++++ GIVEN TEXT ++++

A number of recent papers, news, and blog items that may be of interest:



>From SVP meeting:


Flightless birds and long-tailed dinosaurs

http://www.newscientist.com/article/dn24625-losing-their-dino-tail-limited-size-of-flightless-birds.html#.Uo5BTMQ_sbk

Abstract:
Technical Session XIV (Saturday, November 2, 2013, 10:45 AM)
THE DROMORNITHID OR THE EGG? SIZE CONSTRAINTS IN FLIGHTLESS BIRDS
CHAN, Nicholas, Macquarie University, Sydney, Australia

The removal of flight as a constraint on size has led to the evolution
of gigantism in several lineages of birds. However, even they have not
attained the size of large nonavian (n-a) theropods. Predictions of
two hypotheses were tested to examine potential size constraints in
flightless birds. The first is that egg shell strength restricts the
size of the incubating bird and that the extreme sexual dimorphism
seen in the moa genera Dinornis and Pachyornis was an adaptation to
reduce the stresses placed upon eggs during incubation. If so, then
similarly large birds should also exhibit extreme dimorphism. This was
tested for in Genyornis newtoni (Aves: Dromornithidae), an anseriform
bird similar in size to Dinornis. Coefficients of variation in the
size of leg bones from a sample of adult Genyornis from Lake
Callabonna, South Australia are three times lower than that of
Dinornis, suggesting that extreme dimorphism was absent.

++++

SET TASK A =>
State how many lines in the records below contain the string "brown", counting case-sensitive matches only. Reply with the number alone.

++++ EXTRACTED DATA ++++

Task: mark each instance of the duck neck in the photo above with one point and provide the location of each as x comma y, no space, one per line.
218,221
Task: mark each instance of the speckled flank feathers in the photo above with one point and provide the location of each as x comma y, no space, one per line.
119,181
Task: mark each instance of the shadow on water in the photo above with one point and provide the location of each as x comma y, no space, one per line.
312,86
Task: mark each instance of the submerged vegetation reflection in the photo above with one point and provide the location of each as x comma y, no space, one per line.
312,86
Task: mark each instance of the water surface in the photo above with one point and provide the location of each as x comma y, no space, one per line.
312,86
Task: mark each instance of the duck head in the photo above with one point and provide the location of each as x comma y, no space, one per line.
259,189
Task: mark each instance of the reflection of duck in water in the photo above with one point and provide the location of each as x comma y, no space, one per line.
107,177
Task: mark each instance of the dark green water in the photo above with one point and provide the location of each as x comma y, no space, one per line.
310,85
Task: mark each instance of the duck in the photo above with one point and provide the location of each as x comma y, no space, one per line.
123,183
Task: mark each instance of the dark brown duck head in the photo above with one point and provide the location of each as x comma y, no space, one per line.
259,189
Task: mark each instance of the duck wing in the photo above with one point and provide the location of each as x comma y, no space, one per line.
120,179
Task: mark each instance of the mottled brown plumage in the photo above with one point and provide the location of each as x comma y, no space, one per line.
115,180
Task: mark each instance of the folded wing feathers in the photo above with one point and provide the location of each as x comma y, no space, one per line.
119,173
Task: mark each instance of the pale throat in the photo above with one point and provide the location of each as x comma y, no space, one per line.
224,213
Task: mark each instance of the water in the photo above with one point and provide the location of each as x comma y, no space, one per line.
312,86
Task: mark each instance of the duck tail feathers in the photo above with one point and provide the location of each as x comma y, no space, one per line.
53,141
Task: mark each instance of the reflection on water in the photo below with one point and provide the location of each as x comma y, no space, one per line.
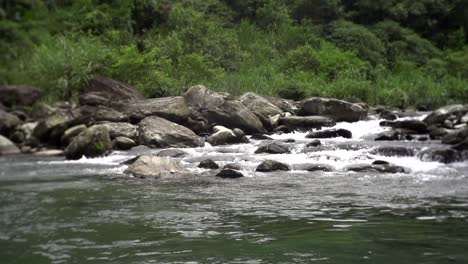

++++

SET TASK B =>
Answer these questions using the excerpt on flightless birds:
(i) On what day and at what time was Technical Session XIV held?
(ii) Which two moa genera does the abstract say showed extreme sexual dimorphism?
(iii) Where did the sample of adult Genyornis come from?

WRITTEN REPLY A =>
2

WRITTEN REPLY B =>
(i) Saturday, November 2, 2013, at 10:45 AM
(ii) Dinornis and Pachyornis
(iii) Lake Callabonna, South Australia